Text:

■ ■ ■ ■ ■

I have finally done it.
I’ve somehow managed to read book after book for the last year or so. Normally, while I’m in school, reading for enjoyment is pushed to the very far back burner that barely even exists. I can never bring myself to focus on a book when all I do each day is read a bunch of information from a textbook that I can’t seem to care less about.
However, I’ve somehow been able to keep myself going with the momentum that comes from finishing one book and picking up another. It doesn’t help that Amazon just keeps sending me all these new books… They really need to get that looked at…
I’ve had a lot of people ask me what’s on my book list these days, so I thought I’d make a big ol’ master list so I can also keep track of what books I’ve read. If I’ve read the book, I’ll add it to my “already read” list with a little description and what I thought about it in general. Then on the “next up” list I’m going to keep adding what books Amazon will most likely send me next. (Amazon is an enabler – and I don’t hate it.) I’d also love any and all suggestions that you may have for my “next up” list. I’m always looking for books that other people have read and love. Let’s see if I can keep this momentum going – I may need a few more book shelves.

■ ■ ■ ■ ■

Data section:
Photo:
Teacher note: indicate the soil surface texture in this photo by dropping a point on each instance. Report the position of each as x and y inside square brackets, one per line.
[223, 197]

■ ■ ■ ■ ■

What to do:
• a. Sum up the post about reading in two sentences.
• b. Rewrite the post about reading between "I’ve somehow managed" and "care less about.", inclusive, swapping "textbook" for "manual".
• c. Continue the post about reading from where it stops.
The data isn't needed for any of this.

Per-task outputs:
• a. For about the last year, the writer has managed to read book after book, even though reading for enjoyment usually gets pushed far to the back burner during school, and has kept going on the momentum of finishing one book and picking up another. Because many people ask what's on the writer's book list, the writer is making a master list, with an "already read" section giving a short description and general thoughts on each book and a "next up" section, and welcomes suggestions for it.

• b.
I’ve somehow managed to read book after book for the last year or so. Normally, while I’m in school, reading for enjoyment is pushed to the very far back burner that barely even exists. I can never bring myself to focus on a book when all I do each day is read a bunch of information from a manual that I can’t seem to care less about.

• c.
- The Wounded Healer by Henri Nouwen // This book got me hooked on Henri Nouwen’s writing. My dear friend Riley suggested it when I originally wanted to get back into reading regularly, and it did not disappoint. It speaks to one’s ability to minister to and be in community with those around them through mutual hurt and struggle. One must recognize the heart in their own heart before they can speak into the lives of others, but at the same time, it’s a common foundation which to build a relationship upon. Again, highly recommend this one – it’s full of beautiful truths and hard challenges.
- Garden City by John Mark Comer // I heard so many good things about this book before I ever picked it up. It was definitely an interesting read that made me actively think and process throughout the whole thing. It poses interesting and uncommon perspectives surrounding work and rest. It’s definitely something I would recommend to anyone.
- Man’s Search For Meaning by Viktor Frankl // Guys, I literally read this book in 10 hours. I COULD NOT put it down. I sat on the porch ALL day and just flipped from page to page. Now, as I say that, let me also preface this with saying it’s a very heavy read. It’s not necessarily a hard read, but it’s full of some of the most difficult trials anyone could ever experience. I’d honestly like to read it again to pick out more nuggets that I missed the first time around. Let’s just say that half of the book is covered with yellow highlighter. It speaks so eloquently to the strength, perseverance, and meaning that can be achieved only through struggles and trials.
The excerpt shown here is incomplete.